Exercise requirements | Repeat all the records, precisely as given.

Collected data
Segment Open

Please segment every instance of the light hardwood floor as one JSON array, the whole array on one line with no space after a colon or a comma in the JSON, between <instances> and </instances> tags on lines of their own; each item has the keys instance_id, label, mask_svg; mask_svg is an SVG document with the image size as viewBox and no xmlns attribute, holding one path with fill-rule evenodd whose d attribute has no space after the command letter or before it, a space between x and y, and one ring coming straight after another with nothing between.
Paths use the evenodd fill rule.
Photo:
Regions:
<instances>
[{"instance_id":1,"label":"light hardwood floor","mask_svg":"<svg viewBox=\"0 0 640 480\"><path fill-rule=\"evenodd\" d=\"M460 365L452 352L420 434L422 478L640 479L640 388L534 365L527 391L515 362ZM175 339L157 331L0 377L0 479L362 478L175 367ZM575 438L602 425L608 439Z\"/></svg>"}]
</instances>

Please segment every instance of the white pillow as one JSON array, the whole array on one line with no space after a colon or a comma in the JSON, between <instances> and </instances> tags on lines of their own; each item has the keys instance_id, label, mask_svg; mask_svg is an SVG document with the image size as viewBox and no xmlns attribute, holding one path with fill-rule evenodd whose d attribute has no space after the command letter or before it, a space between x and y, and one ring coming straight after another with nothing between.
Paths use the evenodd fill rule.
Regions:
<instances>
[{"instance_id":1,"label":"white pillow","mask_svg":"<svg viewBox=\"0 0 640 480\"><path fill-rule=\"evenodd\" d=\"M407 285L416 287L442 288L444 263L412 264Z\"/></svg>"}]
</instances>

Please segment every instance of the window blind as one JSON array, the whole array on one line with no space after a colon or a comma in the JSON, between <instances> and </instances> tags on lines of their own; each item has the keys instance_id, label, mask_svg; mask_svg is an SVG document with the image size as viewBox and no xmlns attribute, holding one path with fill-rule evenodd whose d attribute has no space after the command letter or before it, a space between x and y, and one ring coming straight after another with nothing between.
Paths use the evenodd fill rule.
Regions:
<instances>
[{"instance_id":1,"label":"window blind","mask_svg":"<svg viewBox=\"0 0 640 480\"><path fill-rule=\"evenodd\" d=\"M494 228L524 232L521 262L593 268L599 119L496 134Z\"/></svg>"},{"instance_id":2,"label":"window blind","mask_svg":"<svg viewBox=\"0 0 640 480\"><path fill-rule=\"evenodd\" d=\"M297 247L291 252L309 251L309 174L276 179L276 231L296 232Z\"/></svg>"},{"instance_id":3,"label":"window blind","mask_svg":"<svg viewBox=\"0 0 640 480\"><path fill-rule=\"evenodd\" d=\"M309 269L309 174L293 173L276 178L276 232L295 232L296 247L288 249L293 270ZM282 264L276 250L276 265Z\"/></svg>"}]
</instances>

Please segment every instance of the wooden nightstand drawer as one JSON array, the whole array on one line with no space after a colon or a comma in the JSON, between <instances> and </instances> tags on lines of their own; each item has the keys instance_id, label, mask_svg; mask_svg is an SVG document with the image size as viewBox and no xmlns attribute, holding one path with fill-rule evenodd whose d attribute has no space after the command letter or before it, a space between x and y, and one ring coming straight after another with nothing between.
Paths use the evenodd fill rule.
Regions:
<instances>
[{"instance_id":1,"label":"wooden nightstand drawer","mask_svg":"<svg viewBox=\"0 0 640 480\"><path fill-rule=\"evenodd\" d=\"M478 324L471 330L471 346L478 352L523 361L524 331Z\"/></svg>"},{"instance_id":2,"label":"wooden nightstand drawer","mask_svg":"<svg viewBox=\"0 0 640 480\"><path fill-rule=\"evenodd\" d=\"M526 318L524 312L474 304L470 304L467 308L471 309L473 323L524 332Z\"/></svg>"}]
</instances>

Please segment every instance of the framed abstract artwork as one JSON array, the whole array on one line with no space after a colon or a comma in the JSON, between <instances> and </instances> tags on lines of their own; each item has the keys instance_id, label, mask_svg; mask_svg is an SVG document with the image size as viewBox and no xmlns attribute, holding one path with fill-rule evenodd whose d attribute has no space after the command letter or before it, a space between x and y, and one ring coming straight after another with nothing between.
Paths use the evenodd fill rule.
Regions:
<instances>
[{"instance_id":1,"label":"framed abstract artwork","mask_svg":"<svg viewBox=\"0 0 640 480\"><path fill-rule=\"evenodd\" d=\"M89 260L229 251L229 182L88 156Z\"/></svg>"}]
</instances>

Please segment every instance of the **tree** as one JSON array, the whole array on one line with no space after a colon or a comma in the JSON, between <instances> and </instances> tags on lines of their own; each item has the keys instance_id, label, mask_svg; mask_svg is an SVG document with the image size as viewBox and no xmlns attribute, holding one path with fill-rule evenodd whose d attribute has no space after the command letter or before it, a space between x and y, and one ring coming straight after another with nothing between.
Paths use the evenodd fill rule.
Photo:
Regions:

Segment Closed

Answer for this exercise |
Please segment every instance of the light hardwood floor as one JSON array, the whole array on one line with no space after a colon or a comma in the JSON, between <instances> and </instances> tags on lines of their own; each item has the keys instance_id, label, mask_svg; mask_svg is an SVG document with the image size as viewBox and no xmlns attribute, holding one path with fill-rule evenodd whose d attribute has no space after the command letter or before it, a space between x and y, and one ring coming straight after another with nothing between.
Paths use the evenodd fill rule.
Photo:
Regions:
<instances>
[{"instance_id":1,"label":"light hardwood floor","mask_svg":"<svg viewBox=\"0 0 640 480\"><path fill-rule=\"evenodd\" d=\"M460 365L452 352L420 434L422 478L640 479L640 388L534 365L527 391L515 362ZM175 339L157 331L0 377L0 479L362 478L175 367ZM575 438L602 425L608 439Z\"/></svg>"}]
</instances>

Please segment every instance of the white pillow as one JSON array, the whole array on one line with no space after a colon or a comma in the JSON, between <instances> and </instances> tags on lines of their own; each item has the keys instance_id, label, mask_svg; mask_svg is an SVG document with the image size as viewBox and no xmlns attribute, holding one path with fill-rule evenodd whose d attribute has no space after the command letter or before it, a space between x and y, and one ring coming straight after another with nothing between.
Paths use the evenodd fill rule.
Regions:
<instances>
[{"instance_id":1,"label":"white pillow","mask_svg":"<svg viewBox=\"0 0 640 480\"><path fill-rule=\"evenodd\" d=\"M407 285L416 287L442 288L444 263L412 264Z\"/></svg>"}]
</instances>

Please segment every instance of the window blind as one JSON array, the whole array on one line with no space after a colon or a comma in the JSON, between <instances> and </instances> tags on lines of their own; each item has the keys instance_id, label, mask_svg; mask_svg is an SVG document with the image size as viewBox and no xmlns attribute, holding one path with fill-rule evenodd whose d attribute has no space after the command letter or before it, a space between x and y, and one ring coming straight after another with nothing between.
Paths use the evenodd fill rule.
Regions:
<instances>
[{"instance_id":1,"label":"window blind","mask_svg":"<svg viewBox=\"0 0 640 480\"><path fill-rule=\"evenodd\" d=\"M494 228L524 232L521 262L593 268L599 119L496 134Z\"/></svg>"},{"instance_id":2,"label":"window blind","mask_svg":"<svg viewBox=\"0 0 640 480\"><path fill-rule=\"evenodd\" d=\"M297 247L291 252L309 251L309 174L276 179L276 231L296 232Z\"/></svg>"},{"instance_id":3,"label":"window blind","mask_svg":"<svg viewBox=\"0 0 640 480\"><path fill-rule=\"evenodd\" d=\"M309 269L309 174L293 173L276 178L276 232L295 232L296 247L288 249L293 270ZM282 264L276 250L276 265Z\"/></svg>"}]
</instances>

Please segment every instance of the wooden nightstand drawer as one JSON array, the whole array on one line with no space after a colon or a comma in the JSON, between <instances> and </instances> tags on lines of their own; each item has the keys instance_id, label, mask_svg; mask_svg is an SVG document with the image size as viewBox and no xmlns attribute, holding one path with fill-rule evenodd whose d attribute has no space after the command letter or before it, a space between x and y, and one ring coming straight after another with nothing between.
Paths use the evenodd fill rule.
Regions:
<instances>
[{"instance_id":1,"label":"wooden nightstand drawer","mask_svg":"<svg viewBox=\"0 0 640 480\"><path fill-rule=\"evenodd\" d=\"M478 324L471 330L471 346L478 352L523 361L524 331Z\"/></svg>"},{"instance_id":2,"label":"wooden nightstand drawer","mask_svg":"<svg viewBox=\"0 0 640 480\"><path fill-rule=\"evenodd\" d=\"M526 318L524 312L474 304L470 304L467 308L471 309L473 323L524 332Z\"/></svg>"}]
</instances>

Please segment every instance of the framed abstract artwork as one JSON array, the whole array on one line with no space after a colon or a comma in the JSON, between <instances> and </instances> tags on lines of their own; each item has the keys instance_id, label, mask_svg; mask_svg is an SVG document with the image size as viewBox and no xmlns attribute, holding one path with fill-rule evenodd whose d attribute has no space after the command letter or before it, a space between x and y, and one ring coming straight after another with nothing between.
Paths use the evenodd fill rule.
Regions:
<instances>
[{"instance_id":1,"label":"framed abstract artwork","mask_svg":"<svg viewBox=\"0 0 640 480\"><path fill-rule=\"evenodd\" d=\"M89 260L229 251L229 182L88 156Z\"/></svg>"}]
</instances>

Please segment every instance of the **tree** as one JSON array, the whole array on one line with no space after a colon or a comma in the JSON, between <instances> and </instances> tags on lines of their own; each item has the keys instance_id, label, mask_svg; mask_svg is an SVG document with the image size as viewBox and no xmlns attribute, holding one path with fill-rule evenodd whose d attribute has no space after the command letter or before it, a space between x and y, and one ring coming straight after another with nothing between.
Paths use the evenodd fill rule.
Photo:
Regions:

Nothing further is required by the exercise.